PAGE EXCERPT –
The view that community placement has as its goal the independence and productivity of the disabled operates with a concept of personhood quite different from the one I invoke here. It is one that depends on "rationality" and on the ability to partake in reciprocal cooperative arrangements. This independence and productivity can be justified as ultimately cost effective because it turns persons who are dependent on others for support into self-supporting individuals. Cost-effectiveness then becomes part and parcel of the rationale for court decisions based on the ADA. So when it is not cost effective to promote "independence" and "productivity"--if it would be more costly to promote these than to continue state support--then a way of life that is more self-determining, even when it is desired by the individual and recommended by state-appointed professionals, can be scrapped.

[Stored dataset items]

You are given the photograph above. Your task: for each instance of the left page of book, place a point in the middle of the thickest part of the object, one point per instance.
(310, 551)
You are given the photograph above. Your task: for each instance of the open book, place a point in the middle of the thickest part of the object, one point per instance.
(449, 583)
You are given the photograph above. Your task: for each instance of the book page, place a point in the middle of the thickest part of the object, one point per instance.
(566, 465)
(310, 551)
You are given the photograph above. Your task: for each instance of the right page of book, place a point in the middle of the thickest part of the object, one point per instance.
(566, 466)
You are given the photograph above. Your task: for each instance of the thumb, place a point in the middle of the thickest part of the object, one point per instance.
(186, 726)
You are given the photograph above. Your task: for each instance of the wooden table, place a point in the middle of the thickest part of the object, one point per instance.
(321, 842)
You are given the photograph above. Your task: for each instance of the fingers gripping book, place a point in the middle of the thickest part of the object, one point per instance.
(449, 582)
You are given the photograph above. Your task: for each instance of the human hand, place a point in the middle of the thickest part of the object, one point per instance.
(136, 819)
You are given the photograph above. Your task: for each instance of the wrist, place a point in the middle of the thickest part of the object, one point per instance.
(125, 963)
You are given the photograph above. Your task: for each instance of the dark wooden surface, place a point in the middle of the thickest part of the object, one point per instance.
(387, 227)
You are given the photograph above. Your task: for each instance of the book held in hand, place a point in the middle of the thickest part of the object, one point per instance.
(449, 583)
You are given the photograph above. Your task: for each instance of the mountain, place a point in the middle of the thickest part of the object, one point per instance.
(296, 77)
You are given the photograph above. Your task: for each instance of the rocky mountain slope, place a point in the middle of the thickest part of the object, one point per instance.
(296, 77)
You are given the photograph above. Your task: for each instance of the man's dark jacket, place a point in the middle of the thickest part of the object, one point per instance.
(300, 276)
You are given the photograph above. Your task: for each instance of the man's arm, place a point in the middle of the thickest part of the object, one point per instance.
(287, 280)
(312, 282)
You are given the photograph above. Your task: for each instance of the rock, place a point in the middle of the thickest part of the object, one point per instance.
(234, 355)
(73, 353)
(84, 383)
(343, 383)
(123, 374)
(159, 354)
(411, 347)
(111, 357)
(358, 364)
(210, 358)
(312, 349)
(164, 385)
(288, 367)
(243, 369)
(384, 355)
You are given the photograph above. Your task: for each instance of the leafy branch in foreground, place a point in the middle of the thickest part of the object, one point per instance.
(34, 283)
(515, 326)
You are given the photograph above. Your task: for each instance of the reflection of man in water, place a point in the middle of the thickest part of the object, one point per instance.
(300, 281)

PARTS OF THE EXERCISE –
a – In the passage on community placement, what does the concept of personhood behind the goal of independence and productivity depend on?
b – Carry on the passage on community placement from its final sentence.
The listing was taken from a separate source.

ANSWERS –
a – It depends on "rationality" and on the ability to partake in reciprocal cooperative arrangements.

b –
Disabled persons have fought hard for the right to live independently, to have access to work that suits their talents and temperaments, to be included among the "productive" and contributing members of society. They have insisted on their dignity, a dignity that refuses to be an object of pity and charity. They have argued that modifications and accommodations they may require to function independently and be productive should be classed with other antidiscrimination legislation, not glossed as exceptionalism or "special needs." And they have argued that treating disabled people as full citizens will ultimately reduce costs to the wider society, costs incurred by limiting the disabled to a debilitating dependency. Claims for inclusion, full dignity, and citizenship ought to apply in the case of a person with the sorts of dependencies, disabilities, and capabilities of Sesha as well as those who can be independent and productive. Is there a way to reconcile the needs of someone as inevitably dependent as Sesha with the concerns and analyses of those who have argued that both disability and the apparent dependency of disabled people are socially constructed?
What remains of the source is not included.